# What this task involves
Every record must be written out once more, with nothing added or omitted.

==*==

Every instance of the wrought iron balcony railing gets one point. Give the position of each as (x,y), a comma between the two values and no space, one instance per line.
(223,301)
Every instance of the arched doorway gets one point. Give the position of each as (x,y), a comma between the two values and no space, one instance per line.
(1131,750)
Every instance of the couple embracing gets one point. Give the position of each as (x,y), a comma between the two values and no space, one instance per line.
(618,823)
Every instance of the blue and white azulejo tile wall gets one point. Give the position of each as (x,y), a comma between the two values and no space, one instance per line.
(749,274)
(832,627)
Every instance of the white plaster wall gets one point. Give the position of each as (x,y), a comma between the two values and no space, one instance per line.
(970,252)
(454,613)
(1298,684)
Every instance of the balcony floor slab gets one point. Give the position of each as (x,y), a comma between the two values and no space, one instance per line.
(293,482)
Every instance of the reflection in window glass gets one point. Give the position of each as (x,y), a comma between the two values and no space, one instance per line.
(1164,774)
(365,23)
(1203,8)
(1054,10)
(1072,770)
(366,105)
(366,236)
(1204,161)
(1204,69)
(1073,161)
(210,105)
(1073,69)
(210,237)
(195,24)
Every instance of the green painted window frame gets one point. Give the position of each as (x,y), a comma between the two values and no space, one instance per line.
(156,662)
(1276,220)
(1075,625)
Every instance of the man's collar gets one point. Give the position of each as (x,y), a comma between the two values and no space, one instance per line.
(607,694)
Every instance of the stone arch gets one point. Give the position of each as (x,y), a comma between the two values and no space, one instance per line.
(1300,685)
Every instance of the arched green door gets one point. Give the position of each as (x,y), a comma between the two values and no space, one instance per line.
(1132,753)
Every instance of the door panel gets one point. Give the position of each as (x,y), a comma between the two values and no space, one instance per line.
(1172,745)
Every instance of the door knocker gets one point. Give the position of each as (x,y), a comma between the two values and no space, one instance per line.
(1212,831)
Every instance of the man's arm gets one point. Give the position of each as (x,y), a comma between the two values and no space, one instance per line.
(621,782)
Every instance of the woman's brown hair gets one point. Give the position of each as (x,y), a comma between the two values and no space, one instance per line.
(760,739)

==*==

# Written answer
Every instance of the wrought iron balcony railing gets one point. Give the position of each as (x,y), a comma between the two values and no space, one instance per line.
(223,301)
Every instance of the arched doorway gets one point. Give the position of each as (x,y), a comma between the two values and no space, one instance per line.
(1131,750)
Every instance of the couple embracing gets one point. Give the position of each as (x,y), a comma between the two values and no space, one instance per line.
(618,823)
Every instance of the blue and white azulejo tile wall gets one point. Give the position of each as (x,y), a comma between the two values and no space, one instance per line.
(749,274)
(832,627)
Every instance of the white plaster wall gets one point. Give the position of each as (x,y), a comma between the two values and no space, one instance per line.
(970,252)
(454,613)
(1298,684)
Every instance of the balcony floor slab gets one point. Give the position of each as (x,y), a comma between the two values and no space, one instance per line.
(293,482)
Every instance of the reflection in window glass gets one point. Give the position of each as (x,y), a comma between the two values and no space, one instance per line.
(1164,774)
(365,23)
(1203,8)
(1054,10)
(1072,770)
(366,105)
(366,236)
(1204,161)
(1204,69)
(1073,161)
(210,105)
(1073,69)
(210,237)
(195,24)
Every instance of the green painted window frame gets one point. Give the position of each as (x,y), a comma between the two values and no space, one instance per line.
(156,662)
(1276,220)
(1075,625)
Every instance of the man's collar gets one point. Give the position of each as (x,y), a comma between the two values and no space, one instance per line.
(607,694)
Every instance of the stone arch gets one point. Give the position of each as (x,y), a comma between the two values and no space, one instance per line.
(1300,685)
Every instance of the arched green door gets one point. Give the position of each as (x,y), a comma between the two values and no space, one instance per line.
(1132,753)
Every instance of the door panel gets one point. Give the position of each as (x,y), a comma between the two values and no space, one instance per line.
(1172,745)
Every instance of the door knocker gets one point. Give the position of each as (x,y), a comma between the two values and no space, one instance per line.
(1212,831)
Every instance of the man's arm gets one point. Give the position of each as (x,y), a comma between the two values and no space, one instance per line.
(621,782)
Every instance of the woman's brown hair gets one point. Give the position of each as (x,y), a comma between the two values and no space, one instance per line.
(760,739)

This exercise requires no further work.